TUJUAN LATIHAN - Ringkas paragraf dalam bagian dokumen tentang Karl May yang diawali "Tak lama kemudian, di Thomaskirchhof 12" menjadi daftar poin pendek. Fakta utamanya harus tetap ada.

***** BAGIAN DOKUMEN *****

Setelah dibebaskan, Karl pun kembali ke rumah orang tuanya di Ernsthal. Selama itu dia pun menganggur, tak ada lowongan pekerjaan baginya. Lebih sial lagi pada 20 Juni 1863, nama Karl May sebagai calon pegawai negeri dicoret, sedangkan ijazahnya pun dibekukan. Itu berarti, kalau ingin mengulang profesinya sebagai pengajar, dia harus mulai dan menapak lagi dari nol.

Terpuruk di pojok kesialan serta terjerembab di lubang pengangguran, Karl May mulai beraksi lagi. Dia menggunakan keenceran pikirannya untuk membaca situasi, lalu mulailah dia melakukan pencurian kecil-kecilan dan menipu enteng-entengan. Misalnya Karl mengaku kepada seorang pemilik pabrik cuka, kalau dirinya itu bergelar Dr. Med. Heilig, serta mantan dokter mata militer dari Rochlitz. Kemudian Karl menyewa kamar, setelah itu – sekitar dua jam kemudian – Karl sudah memesan sebuah mantel bulu dari sebuah toko mantel dengan alamat barunya. Tak lama datanglah kiriman mantel itu. Sementara kurir pembawa mantel masih menunggui pembayarannya di muka rumah tumpangannya, Karl sudah minggat dengan mantel bulu itu lewat pintu belakang, kemudian raib bersama kereta api menuju Leipzig.

Tak lama kemudian, di Thomaskirchhof 12 hadirlah seorang pemuda berbadan kecil, yang mengaku sebagai ahli tata buku dan berniat menyewa sebuah rumah di sana. Tak sampai beberapa hari, pemuda yang ternyata Karl May itu sudah berulah dengan modus operandi serupa, yakni memesan barang mewah dan langsung raib bersama barang pesanannya, tanpa bayaran sama sekali. Induk semang di alamat baru Karl itu, kontan mengadukannya ke polisi dan sial sekali Karl kali ini tertangkap.

Untuk praktek penipuannya itu, Karl harus mendekam di kamar bui Lembaga Pemasyarakatan Osterstein, Zwickau, selama empat tahun (sampai 1868). Namun, pemuda Karl ini tidak juga kapok untuk menipu. Pengalaman di penjara tidak membuatnya jera, malah sepertinya ada semacam dorongan kuat dalam dirinya serta keinginan keras untuk “membalas dendam”. Hal ini terbukti !

Baru saja lima bulan menghirup udara bebas, Karl May malah makin nekat dan mengaku dirinya sebagai letnan polisi. Dia mendatangi seorang pemilik toko kecil di Wiederau, lalu dengan sikap tegas dan suara amat meyakinkan, Karl menyatakan mensinyalir adanya uang kertas palsu yang beredar di toko itu. Lalu dengan sigap “Letnan” May ini menemukan selembar uang yang dibilang uang palsu. Untuk itu, polisi tetiron ini meminta agar si pemilik toko menyerahkan semua uang kertas dalam lacinya, guna diperiksa lebih lanjut. Kemudian Karl merasa uang sitaan itu terlalu sedikit, dia pun lalu “menyita” sebuah jam silinder bersepuh emas dari toko itu, dengan alasan jam silinder itu pun sebagai barang curian.

***** BAHAN YANG DISEDIAKAN *****

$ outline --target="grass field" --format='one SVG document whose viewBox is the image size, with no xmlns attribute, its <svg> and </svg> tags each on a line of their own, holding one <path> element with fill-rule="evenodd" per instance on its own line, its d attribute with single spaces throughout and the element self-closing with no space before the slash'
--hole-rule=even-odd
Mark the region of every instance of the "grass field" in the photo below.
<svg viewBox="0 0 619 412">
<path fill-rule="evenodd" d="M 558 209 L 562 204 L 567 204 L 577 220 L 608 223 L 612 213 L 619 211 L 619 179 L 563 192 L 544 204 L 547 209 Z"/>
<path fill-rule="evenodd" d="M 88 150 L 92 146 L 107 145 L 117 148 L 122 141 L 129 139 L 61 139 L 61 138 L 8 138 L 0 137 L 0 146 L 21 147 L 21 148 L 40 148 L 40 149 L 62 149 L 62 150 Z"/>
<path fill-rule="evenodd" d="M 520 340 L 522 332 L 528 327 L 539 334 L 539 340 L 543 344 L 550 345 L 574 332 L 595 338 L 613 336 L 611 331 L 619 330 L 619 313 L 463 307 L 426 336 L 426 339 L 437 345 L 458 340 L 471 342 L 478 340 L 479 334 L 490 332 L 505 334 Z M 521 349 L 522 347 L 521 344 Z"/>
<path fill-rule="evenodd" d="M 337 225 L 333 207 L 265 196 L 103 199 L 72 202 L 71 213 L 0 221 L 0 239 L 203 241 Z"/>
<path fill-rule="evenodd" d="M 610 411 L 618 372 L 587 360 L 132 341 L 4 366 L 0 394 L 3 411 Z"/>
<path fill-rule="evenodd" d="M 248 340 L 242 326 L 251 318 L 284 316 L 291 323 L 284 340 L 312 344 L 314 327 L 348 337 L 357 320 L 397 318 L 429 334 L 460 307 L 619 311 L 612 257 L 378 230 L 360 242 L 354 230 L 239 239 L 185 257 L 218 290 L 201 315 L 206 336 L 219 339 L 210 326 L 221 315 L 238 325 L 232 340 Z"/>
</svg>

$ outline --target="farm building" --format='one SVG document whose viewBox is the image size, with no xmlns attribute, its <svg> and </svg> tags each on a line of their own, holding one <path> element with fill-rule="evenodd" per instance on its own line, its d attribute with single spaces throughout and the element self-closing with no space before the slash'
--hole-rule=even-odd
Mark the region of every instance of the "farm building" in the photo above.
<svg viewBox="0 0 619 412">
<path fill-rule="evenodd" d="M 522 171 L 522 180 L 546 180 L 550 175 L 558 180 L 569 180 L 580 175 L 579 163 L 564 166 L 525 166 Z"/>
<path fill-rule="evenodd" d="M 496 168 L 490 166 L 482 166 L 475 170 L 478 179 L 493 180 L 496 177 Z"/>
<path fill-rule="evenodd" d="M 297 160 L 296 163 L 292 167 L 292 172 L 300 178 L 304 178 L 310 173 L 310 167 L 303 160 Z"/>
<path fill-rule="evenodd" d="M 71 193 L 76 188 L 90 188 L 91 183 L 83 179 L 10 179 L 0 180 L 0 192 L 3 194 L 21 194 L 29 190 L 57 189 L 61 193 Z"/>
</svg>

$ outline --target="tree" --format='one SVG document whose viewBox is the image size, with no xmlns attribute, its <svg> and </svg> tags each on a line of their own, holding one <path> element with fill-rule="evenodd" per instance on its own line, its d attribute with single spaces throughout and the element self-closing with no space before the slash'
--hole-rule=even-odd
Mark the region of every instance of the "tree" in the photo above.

*****
***** BAHAN YANG DISEDIAKAN *****

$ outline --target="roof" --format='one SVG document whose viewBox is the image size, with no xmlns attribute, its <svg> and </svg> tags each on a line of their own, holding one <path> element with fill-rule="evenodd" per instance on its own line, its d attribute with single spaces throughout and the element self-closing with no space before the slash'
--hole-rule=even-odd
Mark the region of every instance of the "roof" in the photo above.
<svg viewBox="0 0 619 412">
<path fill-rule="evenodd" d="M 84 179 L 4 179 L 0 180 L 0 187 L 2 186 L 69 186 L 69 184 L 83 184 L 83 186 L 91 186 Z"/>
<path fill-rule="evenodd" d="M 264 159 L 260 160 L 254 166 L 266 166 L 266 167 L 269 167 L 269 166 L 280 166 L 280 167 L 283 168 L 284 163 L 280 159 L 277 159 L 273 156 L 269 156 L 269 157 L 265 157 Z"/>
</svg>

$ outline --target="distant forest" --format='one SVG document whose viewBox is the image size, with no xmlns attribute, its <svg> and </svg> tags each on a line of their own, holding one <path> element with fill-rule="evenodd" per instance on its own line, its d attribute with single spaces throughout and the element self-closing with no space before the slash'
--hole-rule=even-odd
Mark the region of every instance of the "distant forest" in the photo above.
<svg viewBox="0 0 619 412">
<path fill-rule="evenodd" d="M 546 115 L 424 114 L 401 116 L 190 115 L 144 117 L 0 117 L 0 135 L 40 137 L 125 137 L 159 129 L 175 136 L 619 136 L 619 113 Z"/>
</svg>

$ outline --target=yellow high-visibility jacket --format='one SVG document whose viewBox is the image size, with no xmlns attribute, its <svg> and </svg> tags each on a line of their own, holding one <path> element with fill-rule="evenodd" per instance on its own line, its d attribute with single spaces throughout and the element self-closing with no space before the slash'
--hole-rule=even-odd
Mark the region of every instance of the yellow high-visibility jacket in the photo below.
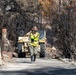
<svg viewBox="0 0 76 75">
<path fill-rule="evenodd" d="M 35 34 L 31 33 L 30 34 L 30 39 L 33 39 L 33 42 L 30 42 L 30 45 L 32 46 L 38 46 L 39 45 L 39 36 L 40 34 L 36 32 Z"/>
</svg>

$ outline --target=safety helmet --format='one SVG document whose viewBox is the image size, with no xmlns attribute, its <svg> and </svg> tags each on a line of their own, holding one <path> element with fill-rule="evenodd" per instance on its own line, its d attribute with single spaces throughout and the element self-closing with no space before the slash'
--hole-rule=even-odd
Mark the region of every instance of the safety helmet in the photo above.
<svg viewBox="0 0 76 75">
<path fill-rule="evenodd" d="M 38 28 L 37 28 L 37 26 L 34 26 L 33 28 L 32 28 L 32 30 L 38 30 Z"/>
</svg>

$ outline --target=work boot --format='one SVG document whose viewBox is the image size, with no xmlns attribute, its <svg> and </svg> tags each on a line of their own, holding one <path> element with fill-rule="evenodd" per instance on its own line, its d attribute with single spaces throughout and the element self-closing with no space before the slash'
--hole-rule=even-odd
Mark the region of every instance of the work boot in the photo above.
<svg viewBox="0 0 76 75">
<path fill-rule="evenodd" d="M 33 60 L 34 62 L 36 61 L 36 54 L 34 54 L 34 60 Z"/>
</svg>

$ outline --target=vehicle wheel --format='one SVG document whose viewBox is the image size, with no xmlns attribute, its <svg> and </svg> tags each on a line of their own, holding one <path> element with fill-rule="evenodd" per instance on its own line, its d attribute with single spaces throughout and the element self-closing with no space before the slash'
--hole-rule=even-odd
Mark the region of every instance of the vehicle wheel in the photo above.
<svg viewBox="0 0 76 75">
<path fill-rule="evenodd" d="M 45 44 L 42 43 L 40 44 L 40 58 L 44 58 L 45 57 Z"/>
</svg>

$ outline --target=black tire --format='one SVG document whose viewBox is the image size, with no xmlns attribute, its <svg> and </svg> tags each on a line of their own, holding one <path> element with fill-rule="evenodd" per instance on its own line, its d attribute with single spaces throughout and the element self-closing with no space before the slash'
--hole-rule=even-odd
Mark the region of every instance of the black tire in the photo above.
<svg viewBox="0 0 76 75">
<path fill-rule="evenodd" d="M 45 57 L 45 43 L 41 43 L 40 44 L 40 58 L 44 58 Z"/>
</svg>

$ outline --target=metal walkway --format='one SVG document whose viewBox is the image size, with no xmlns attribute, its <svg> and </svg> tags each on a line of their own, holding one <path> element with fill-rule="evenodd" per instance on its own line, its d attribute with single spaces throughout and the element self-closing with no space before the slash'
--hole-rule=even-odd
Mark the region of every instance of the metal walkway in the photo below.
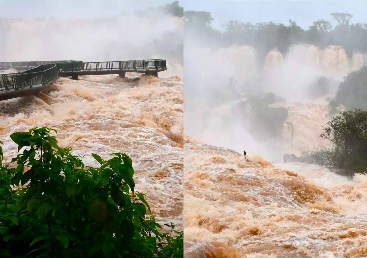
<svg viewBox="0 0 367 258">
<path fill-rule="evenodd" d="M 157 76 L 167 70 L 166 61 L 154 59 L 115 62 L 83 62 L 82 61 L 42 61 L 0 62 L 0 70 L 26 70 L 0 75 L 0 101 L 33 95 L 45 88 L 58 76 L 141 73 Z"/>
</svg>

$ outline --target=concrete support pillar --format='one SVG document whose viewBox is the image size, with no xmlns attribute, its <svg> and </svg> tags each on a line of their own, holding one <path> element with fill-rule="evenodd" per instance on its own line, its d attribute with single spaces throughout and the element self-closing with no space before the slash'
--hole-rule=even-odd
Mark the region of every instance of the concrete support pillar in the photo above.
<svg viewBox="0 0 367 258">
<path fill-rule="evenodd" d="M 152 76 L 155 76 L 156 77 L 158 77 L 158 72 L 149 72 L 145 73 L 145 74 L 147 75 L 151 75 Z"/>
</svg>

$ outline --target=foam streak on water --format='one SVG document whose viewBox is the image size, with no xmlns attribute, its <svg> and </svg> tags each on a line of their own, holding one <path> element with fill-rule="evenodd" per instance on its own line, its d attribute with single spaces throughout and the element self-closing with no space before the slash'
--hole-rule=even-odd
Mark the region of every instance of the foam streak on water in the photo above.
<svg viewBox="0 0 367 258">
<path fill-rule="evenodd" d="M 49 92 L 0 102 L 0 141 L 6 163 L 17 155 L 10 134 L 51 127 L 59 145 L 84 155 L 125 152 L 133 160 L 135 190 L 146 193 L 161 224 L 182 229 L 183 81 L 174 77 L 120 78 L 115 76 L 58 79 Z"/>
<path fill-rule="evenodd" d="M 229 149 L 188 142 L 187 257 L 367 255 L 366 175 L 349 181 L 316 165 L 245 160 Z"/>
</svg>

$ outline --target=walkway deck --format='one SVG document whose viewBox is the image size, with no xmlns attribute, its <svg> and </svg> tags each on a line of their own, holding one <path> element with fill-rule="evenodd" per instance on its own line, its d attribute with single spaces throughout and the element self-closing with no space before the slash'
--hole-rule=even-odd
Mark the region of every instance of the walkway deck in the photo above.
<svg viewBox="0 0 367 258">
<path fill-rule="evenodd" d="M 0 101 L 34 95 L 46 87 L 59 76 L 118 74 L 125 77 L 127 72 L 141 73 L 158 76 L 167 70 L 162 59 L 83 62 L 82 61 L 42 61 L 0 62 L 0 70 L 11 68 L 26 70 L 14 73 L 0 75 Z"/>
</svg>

*****
***** BAHAN YANG DISEDIAKAN *****

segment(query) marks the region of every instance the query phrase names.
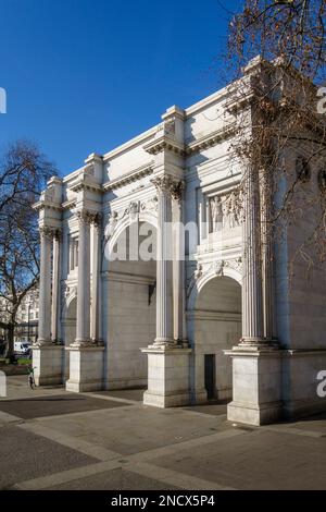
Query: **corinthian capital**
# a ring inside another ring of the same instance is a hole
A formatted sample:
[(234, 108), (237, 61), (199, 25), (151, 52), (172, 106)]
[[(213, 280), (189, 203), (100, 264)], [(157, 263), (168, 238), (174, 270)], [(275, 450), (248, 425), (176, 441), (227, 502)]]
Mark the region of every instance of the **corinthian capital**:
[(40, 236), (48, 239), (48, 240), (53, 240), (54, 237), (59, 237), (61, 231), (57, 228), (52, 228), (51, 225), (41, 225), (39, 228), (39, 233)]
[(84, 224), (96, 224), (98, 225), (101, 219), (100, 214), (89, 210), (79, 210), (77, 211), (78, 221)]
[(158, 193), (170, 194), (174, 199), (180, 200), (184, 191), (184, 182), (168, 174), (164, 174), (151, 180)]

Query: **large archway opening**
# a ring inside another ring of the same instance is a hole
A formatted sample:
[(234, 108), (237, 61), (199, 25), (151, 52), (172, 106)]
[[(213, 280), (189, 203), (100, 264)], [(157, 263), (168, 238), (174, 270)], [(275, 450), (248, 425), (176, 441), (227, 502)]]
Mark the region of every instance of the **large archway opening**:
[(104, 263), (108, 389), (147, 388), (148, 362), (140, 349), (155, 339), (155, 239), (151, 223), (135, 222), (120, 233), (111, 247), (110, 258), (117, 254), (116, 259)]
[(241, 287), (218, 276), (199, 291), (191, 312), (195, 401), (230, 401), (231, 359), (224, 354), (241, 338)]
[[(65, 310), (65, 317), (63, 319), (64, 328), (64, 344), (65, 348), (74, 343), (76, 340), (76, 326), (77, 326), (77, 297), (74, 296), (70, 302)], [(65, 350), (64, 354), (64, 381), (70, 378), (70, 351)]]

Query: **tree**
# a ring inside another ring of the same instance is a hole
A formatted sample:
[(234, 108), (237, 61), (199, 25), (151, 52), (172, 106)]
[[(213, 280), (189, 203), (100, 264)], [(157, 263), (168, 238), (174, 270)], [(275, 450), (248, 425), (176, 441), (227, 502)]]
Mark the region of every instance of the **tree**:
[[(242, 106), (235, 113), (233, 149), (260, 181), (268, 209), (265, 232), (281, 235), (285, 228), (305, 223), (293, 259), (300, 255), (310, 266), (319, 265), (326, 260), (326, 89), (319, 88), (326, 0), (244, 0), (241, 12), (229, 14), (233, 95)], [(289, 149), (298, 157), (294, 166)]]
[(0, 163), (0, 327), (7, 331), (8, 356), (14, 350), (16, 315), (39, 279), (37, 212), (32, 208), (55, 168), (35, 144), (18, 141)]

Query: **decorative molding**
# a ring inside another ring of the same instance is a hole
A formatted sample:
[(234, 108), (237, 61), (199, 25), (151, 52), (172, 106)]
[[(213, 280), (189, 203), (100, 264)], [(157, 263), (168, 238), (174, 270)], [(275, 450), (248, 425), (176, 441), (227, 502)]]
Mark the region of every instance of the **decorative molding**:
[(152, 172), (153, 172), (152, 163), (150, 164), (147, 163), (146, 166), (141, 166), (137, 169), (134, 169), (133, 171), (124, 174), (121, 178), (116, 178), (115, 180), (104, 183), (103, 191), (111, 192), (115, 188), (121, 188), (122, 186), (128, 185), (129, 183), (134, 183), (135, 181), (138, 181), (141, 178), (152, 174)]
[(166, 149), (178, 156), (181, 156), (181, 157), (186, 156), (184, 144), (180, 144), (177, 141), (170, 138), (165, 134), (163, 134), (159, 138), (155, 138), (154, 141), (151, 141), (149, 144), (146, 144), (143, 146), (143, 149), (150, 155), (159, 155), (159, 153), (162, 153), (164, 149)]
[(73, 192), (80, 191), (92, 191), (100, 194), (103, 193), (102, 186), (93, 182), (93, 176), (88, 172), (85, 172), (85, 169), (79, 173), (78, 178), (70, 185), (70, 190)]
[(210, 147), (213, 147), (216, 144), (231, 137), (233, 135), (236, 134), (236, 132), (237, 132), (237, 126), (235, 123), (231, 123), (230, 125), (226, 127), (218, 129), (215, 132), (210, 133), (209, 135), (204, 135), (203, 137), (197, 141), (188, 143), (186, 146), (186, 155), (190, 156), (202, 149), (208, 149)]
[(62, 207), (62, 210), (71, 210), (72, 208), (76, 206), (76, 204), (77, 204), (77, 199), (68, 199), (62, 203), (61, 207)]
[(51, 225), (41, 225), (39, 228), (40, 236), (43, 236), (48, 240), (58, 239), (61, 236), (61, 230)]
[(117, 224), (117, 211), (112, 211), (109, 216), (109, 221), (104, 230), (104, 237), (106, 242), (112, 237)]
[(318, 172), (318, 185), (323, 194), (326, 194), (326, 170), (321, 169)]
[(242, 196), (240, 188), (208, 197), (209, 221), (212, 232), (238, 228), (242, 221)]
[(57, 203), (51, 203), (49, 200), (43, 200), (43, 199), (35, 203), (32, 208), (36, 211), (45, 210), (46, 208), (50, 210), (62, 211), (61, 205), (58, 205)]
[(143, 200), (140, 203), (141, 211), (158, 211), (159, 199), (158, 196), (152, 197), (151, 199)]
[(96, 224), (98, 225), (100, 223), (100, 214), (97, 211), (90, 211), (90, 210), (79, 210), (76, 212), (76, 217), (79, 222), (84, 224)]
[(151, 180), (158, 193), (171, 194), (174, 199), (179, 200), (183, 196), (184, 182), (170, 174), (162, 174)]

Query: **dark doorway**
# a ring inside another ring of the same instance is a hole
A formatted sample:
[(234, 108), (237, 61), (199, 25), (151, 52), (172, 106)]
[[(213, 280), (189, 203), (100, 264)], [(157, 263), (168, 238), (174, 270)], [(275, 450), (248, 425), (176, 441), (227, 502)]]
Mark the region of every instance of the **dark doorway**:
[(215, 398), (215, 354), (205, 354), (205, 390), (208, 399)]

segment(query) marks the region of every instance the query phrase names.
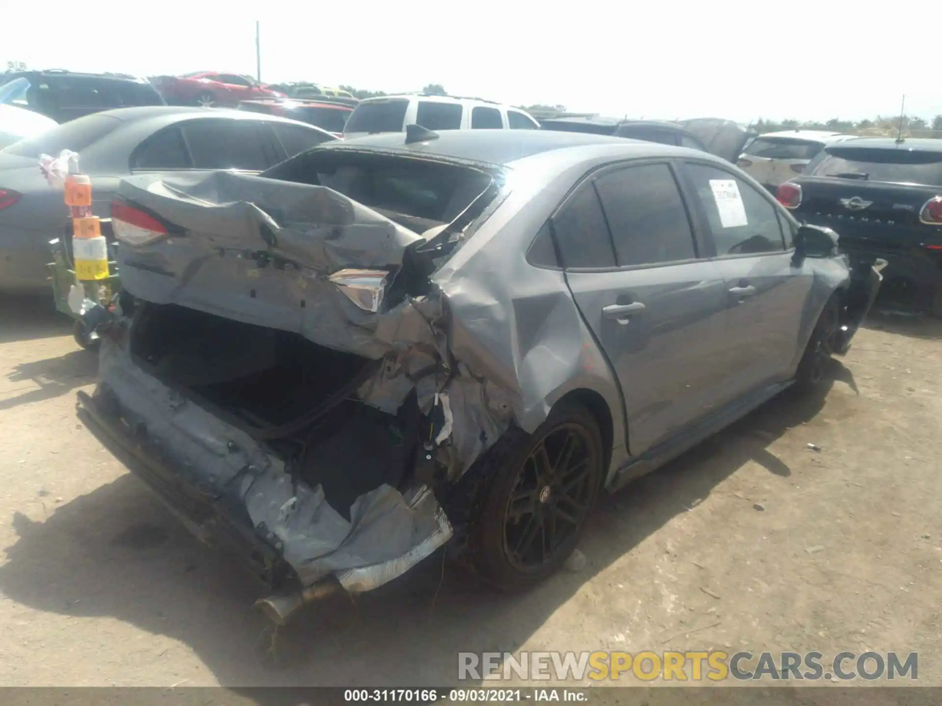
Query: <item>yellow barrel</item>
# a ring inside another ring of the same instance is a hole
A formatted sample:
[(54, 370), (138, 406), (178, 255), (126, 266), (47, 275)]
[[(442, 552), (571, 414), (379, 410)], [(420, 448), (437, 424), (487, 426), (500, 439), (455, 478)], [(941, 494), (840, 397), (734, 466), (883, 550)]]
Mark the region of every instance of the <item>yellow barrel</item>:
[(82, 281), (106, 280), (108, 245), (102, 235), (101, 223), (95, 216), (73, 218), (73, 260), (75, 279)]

*****

JAWABAN LATIHAN -
- Seorang pemuda bertubuh kecil datang ke Thomaskirchhof 12. Dia mengaku ahli tata buku dan ingin menyewa rumah di sana.
- Dalam beberapa hari, pemuda yang ternyata Karl May itu mengulangi cara lamanya. Dia memesan barang mewah, lalu kabur membawa barang itu tanpa membayar.
- Induk semangnya langsung melapor ke polisi, dan kali ini Karl tertangkap.